(WHAT TO WORK ON):
1 – In the excerpt on humanitarian aid and the SDGs, why does the share of blended finance going to social sectors matter? Answer in one to three sentences.
2 – Return the passage of the excerpt on humanitarian aid and the SDGs from "Jorge gave some" to "to conflict prevention.", copied word for word.
3 – Resume the excerpt on humanitarian aid and the SDGs, picking up right after its final sentence.

(EXCERPTED TEXT):
**********

Here I am with Jorge Moreira da Sliva, CEO of UNOPS The panel was moderated by Simon Mundy, the Moral Money Editor of the Financial Times. Goal 16 is about Peace, Justice and Strong Institutions. There are about 12 targets and subtargets and 230 indicators. Humanitarian aid is not specifically mentioned in the SDGS nor are refugees (surprisingly) in the announcement of SDGs. It took three years of lobbying for it to be included as a soft wording under SDG Goal 10 (reduce Inequality within and among countries) “ target 10.7 concerns the facilitation of “orderly, safe, regular and responsible migration, and mobility of people, which includes the implementation of planned and well-managed migration policies”.

 

Jorge gave some saddening statistics. If you are aware of the humanitarian situation around the world due to conflict and natural disasters, finance is a challenge. Only 5% of blended finance (public-private finance) goes to LDCs, only 6% goes to social sectors (health and education), which are critical for humanitarian response. Though 70% of all aid goes to fragile countries, only 4% goes to conflict prevention.

**********

(Collected data)
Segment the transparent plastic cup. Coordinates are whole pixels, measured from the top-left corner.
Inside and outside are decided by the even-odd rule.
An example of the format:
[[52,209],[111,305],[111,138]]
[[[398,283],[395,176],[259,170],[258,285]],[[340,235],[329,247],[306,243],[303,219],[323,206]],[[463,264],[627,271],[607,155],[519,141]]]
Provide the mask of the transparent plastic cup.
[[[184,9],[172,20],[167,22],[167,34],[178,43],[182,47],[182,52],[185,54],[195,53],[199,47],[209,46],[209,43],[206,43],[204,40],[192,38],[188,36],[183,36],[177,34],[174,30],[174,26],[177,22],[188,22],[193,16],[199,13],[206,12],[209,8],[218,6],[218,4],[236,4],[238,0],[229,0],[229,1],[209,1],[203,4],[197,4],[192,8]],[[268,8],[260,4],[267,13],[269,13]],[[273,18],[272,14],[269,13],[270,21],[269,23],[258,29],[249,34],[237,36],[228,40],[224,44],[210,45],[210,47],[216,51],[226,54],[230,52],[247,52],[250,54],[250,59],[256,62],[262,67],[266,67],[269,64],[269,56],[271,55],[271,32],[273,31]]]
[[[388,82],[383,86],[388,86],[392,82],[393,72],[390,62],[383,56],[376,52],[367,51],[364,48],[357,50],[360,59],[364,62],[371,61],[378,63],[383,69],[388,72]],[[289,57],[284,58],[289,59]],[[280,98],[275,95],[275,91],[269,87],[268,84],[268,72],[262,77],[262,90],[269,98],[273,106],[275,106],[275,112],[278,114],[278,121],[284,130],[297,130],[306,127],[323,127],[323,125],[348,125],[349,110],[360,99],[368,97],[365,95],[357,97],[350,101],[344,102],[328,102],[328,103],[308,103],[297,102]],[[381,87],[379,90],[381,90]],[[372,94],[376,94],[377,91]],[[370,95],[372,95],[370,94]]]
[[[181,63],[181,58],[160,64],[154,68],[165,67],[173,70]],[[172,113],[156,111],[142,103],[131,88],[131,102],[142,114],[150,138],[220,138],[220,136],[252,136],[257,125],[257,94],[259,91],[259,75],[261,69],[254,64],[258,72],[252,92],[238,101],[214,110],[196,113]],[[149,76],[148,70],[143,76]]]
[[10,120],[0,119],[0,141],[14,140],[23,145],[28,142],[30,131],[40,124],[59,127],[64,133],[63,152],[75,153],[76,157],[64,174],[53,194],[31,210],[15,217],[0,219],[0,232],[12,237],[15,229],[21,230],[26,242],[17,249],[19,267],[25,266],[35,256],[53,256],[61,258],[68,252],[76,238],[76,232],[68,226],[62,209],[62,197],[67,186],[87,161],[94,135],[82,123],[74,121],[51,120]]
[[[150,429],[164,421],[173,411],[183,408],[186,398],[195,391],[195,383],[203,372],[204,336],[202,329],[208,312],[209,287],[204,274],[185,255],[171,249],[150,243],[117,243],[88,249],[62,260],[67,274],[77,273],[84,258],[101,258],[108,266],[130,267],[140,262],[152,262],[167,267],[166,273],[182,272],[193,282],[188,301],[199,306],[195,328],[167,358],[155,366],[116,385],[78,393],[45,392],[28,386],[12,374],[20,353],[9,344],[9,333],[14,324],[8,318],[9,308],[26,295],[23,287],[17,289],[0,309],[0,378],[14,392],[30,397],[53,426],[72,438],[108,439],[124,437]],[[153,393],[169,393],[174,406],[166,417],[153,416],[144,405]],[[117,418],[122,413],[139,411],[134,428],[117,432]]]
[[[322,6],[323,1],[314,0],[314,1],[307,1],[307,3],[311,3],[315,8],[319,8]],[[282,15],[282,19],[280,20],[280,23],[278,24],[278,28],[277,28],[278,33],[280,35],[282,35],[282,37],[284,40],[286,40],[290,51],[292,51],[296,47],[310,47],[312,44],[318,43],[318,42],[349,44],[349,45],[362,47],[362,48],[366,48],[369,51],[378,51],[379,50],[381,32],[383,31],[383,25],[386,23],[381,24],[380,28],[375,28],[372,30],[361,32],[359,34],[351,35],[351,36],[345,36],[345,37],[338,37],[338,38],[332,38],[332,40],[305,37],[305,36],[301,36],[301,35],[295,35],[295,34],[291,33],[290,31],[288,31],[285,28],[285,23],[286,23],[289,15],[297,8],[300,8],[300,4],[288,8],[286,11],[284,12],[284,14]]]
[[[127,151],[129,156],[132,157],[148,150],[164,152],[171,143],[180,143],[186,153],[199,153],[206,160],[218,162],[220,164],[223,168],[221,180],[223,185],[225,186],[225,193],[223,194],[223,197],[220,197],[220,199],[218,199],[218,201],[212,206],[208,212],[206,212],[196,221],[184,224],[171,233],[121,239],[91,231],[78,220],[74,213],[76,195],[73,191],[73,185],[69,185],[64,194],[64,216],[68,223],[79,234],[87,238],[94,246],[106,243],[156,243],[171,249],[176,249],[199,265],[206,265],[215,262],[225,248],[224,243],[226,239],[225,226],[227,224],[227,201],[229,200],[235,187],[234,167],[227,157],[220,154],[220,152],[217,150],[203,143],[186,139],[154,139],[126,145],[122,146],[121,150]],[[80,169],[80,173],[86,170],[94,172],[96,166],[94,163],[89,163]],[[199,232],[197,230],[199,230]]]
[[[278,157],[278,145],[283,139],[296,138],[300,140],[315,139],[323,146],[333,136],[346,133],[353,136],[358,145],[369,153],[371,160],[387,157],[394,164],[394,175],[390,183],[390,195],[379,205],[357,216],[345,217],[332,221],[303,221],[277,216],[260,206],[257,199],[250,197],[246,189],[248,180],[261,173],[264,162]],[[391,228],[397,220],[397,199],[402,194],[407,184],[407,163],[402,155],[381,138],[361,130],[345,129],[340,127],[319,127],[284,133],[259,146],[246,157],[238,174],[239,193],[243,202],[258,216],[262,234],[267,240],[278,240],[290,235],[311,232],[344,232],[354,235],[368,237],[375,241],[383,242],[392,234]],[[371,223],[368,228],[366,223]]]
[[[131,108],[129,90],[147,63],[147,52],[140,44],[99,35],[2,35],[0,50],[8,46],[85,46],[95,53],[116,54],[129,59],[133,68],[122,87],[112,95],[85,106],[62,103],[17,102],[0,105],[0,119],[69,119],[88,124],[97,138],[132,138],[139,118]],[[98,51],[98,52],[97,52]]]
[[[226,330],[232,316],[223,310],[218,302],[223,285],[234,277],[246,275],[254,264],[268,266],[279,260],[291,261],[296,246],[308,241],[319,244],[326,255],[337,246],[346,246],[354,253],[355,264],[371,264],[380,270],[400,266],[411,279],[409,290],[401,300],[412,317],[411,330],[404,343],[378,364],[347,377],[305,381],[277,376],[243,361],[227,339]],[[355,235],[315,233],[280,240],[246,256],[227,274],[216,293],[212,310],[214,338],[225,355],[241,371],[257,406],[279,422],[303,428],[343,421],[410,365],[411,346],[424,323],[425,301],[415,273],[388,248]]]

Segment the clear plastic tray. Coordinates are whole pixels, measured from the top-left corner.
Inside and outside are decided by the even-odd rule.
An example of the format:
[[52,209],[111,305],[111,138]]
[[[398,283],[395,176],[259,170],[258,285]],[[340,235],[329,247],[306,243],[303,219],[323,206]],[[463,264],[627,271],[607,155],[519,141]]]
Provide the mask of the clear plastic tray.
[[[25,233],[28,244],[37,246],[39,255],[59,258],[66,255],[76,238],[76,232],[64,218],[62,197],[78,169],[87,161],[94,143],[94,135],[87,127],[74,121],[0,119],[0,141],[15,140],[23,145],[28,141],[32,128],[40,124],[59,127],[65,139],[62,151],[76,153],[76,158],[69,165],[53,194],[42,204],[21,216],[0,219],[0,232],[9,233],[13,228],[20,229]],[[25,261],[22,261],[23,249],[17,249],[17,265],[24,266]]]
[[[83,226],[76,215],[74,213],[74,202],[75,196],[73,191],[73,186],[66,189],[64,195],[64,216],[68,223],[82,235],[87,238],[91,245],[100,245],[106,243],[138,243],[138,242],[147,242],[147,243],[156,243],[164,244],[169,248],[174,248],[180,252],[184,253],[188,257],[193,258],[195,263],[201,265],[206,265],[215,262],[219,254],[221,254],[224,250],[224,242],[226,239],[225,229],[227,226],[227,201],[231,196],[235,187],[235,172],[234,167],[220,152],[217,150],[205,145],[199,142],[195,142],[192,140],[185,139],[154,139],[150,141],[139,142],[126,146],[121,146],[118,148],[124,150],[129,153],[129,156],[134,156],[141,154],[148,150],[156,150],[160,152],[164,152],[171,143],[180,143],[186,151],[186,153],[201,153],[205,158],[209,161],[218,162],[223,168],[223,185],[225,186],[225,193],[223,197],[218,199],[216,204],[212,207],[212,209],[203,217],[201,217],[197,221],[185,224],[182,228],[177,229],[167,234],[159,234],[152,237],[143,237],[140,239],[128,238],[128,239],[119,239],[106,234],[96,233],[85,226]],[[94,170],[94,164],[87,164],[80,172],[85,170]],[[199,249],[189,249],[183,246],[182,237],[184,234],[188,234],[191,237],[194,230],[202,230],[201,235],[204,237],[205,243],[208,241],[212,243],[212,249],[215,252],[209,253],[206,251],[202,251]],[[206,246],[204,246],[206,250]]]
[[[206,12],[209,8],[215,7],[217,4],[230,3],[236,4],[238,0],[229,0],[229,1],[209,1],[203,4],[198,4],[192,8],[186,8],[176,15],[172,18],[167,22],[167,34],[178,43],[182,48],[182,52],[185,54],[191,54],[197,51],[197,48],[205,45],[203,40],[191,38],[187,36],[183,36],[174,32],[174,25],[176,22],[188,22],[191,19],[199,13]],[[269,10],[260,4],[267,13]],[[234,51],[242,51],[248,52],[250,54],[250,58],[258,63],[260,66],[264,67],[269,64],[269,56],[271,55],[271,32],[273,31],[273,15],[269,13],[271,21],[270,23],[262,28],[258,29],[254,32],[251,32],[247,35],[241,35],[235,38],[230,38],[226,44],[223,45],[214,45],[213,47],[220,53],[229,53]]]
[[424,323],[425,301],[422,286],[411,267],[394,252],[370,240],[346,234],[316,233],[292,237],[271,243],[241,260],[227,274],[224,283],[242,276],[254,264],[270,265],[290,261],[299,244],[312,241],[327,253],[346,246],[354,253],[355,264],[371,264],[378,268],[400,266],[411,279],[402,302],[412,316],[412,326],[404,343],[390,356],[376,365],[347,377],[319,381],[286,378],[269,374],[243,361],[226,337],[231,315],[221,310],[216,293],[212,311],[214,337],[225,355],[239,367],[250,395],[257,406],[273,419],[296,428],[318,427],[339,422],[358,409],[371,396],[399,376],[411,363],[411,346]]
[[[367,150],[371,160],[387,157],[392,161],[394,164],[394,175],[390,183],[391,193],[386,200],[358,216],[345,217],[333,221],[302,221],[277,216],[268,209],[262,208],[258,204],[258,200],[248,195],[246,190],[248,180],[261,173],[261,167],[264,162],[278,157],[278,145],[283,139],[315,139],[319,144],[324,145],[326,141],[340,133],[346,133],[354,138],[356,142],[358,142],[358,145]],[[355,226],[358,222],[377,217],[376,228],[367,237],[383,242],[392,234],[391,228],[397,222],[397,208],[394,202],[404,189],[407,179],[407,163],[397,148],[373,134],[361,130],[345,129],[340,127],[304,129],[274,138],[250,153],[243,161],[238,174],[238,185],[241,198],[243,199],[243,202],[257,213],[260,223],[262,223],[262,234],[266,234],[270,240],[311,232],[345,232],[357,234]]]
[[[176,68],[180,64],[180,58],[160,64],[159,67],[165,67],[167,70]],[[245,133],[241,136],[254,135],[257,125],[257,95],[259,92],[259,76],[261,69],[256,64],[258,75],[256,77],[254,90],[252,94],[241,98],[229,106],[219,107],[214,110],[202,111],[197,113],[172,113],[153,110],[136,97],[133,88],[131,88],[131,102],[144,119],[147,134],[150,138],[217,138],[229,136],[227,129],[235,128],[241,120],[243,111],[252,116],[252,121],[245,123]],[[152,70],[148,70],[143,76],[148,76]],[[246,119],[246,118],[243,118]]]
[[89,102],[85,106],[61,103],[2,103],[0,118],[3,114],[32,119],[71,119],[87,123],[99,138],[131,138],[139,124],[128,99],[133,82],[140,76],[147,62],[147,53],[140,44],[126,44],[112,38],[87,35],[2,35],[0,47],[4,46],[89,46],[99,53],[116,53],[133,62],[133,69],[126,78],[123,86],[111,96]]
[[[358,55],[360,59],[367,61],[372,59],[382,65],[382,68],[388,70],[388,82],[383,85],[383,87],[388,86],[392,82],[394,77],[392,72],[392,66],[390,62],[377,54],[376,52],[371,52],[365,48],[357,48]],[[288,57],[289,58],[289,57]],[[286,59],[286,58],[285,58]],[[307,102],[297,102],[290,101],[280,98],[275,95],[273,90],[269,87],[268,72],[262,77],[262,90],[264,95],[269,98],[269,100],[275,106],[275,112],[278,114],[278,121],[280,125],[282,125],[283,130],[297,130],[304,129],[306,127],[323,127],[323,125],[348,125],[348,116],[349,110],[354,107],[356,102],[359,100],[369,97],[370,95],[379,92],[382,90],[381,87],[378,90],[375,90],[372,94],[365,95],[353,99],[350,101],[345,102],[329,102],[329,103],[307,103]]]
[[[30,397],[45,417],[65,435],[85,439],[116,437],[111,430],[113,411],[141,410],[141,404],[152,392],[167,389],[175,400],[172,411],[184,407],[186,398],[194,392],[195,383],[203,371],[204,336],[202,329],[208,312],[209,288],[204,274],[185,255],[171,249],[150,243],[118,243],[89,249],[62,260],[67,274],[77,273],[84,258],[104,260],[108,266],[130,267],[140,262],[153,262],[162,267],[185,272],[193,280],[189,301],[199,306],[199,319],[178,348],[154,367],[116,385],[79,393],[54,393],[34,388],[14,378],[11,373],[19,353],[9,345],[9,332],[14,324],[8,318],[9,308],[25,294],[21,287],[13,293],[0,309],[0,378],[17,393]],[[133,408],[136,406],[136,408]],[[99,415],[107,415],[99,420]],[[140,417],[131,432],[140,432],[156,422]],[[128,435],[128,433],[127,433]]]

**********

(ANSWERS GIVEN):
1 – Only 6% of blended finance goes to social sectors, meaning health and education. The excerpt says these sectors are critical for humanitarian response, so the small share adds to the finance challenge.

2 –
Jorge gave some saddening statistics. If you are aware of the humanitarian situation around the world due to conflict and natural disasters, finance is a challenge. Only 5% of blended finance (public-private finance) goes to LDCs, only 6% goes to social sectors (health and education), which are critical for humanitarian response. Though 70% of all aid goes to fragile countries, only 4% goes to conflict prevention.

3 –
The problem is that Peace sits at the centre of a nexus – and needs multiple stakeholders to get involved. There needs to be prevention of conflict, humanitarian response and aid, and rapid reconstruction or development aid (as you cannot wait for conflicts to end). He said, “Lots of bandaid, or firefighting, it is good to be there to provide people help in the emergency context, but it shouldn't be at the cost of shifting from development aid to humanitarian aid. Now 25% of all ODA, or $50 Billion goes for humanitarian aid and refugee cost, and a decade ago this figure was 10%.”

 

Just asking - should we have a Peace Tax on weapons exporters since we have a 15% tax on global corporate profits - Global Minimum Tax (GMT) ? A peace tax may help us with the prevention, humanitarian and development aid financing gap.